## WHAT TO DO
**a)** According to the Google Fiber article, in what year did Google Fiber enter its first market, and which city was it?
**b)** Summarize the Google Fiber article in two sentences.
**c)** Reproduce the part of the Google Fiber article starting with "Friday 26 August" and going on through "didn't get it.".

## PASSAGE PROVIDED

|---|

Friday 26 August 2016

Google fiber : technicolour bunny no longer in the pink

Google Fiber has been an iconic presence in debates over superfast broadband and FTTH. Initially announced in 2010, the Google Fiber bunny lolloped into its first market, Kansas City, in 2012. It has since expanded to five other cities in the US, offering symmetric 1 Gbps service at low prices.

"No new internet product has generated as much excitement in the technology world as Google Fiber", said the FTTH Council in 2014. Indeed, for fiber enthusiasts, Google Fiber has been emblematic of what should be possible. Here was a preeminent technology company, backing fiber all the way to the home. The fusty old telcos and cablecos simply didn't get it.

What a difference a couple of years make.

The Wall Street Journal recently reported [$] that Google is "rethinking its high-speed internet business after initial rollouts proved more expensive and time consuming than anticipated". Today come reports that Google Fiber is laying off half its staff. The company is also changing its strategy, with a shift to using wireless technologies to connect homes, rather than fiber.

|---|

## MATERIAL
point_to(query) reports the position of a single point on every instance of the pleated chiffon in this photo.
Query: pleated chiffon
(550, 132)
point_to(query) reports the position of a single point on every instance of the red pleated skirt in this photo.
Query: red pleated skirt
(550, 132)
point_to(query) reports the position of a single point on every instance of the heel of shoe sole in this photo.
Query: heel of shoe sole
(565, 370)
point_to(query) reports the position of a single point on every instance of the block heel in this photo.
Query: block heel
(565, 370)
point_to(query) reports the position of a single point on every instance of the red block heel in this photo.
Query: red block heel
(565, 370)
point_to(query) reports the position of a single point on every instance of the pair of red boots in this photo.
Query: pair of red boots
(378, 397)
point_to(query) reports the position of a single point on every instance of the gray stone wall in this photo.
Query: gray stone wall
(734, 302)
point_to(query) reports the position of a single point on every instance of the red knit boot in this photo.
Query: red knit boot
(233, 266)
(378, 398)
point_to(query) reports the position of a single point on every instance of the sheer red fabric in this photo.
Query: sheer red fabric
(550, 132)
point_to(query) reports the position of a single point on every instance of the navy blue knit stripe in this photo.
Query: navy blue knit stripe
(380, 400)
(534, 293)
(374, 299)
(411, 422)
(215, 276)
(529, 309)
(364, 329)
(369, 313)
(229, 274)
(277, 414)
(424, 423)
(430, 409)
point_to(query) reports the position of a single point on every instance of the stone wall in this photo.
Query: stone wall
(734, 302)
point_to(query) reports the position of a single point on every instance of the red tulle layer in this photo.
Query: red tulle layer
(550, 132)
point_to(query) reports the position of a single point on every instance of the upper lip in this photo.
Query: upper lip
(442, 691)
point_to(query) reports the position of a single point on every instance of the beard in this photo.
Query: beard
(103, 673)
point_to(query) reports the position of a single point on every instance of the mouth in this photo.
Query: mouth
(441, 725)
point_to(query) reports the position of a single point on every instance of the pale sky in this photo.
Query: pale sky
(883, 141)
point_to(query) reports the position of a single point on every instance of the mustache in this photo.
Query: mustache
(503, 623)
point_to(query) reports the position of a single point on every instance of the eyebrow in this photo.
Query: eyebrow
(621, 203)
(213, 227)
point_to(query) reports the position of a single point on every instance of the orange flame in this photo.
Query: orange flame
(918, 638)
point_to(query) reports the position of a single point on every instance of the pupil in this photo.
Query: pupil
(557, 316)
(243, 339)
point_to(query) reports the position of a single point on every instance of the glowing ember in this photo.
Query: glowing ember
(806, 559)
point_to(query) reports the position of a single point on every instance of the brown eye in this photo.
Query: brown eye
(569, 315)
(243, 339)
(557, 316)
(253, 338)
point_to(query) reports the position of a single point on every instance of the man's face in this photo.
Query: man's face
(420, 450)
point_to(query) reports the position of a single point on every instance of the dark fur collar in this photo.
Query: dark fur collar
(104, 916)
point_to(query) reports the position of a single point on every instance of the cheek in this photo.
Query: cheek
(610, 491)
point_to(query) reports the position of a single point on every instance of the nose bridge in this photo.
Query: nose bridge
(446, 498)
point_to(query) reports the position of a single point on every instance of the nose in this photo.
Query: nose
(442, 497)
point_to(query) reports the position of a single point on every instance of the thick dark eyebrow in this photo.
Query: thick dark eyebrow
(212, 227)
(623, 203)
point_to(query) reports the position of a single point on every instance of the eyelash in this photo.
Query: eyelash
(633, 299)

|---|

## ANSWERS
**a)** 2012, in Kansas City.

**b)** Google Fiber, announced in 2010 and launched in Kansas City in 2012, expanded to five other US cities with low-priced symmetric 1 Gbps service and became a symbol of what fiber enthusiasts thought possible. Rollouts have since proved more expensive and time-consuming than expected, and reports say Google Fiber is laying off half its staff and shifting to wireless technologies rather than fiber to connect homes.

**c)**
Friday 26 August 2016

Google fiber : technicolour bunny no longer in the pink

Google Fiber has been an iconic presence in debates over superfast broadband and FTTH. Initially announced in 2010, the Google Fiber bunny lolloped into its first market, Kansas City, in 2012. It has since expanded to five other cities in the US, offering symmetric 1 Gbps service at low prices.

"No new internet product has generated as much excitement in the technology world as Google Fiber", said the FTTH Council in 2014. Indeed, for fiber enthusiasts, Google Fiber has been emblematic of what should be possible. Here was a preeminent technology company, backing fiber all the way to the home. The fusty old telcos and cablecos simply didn't get it.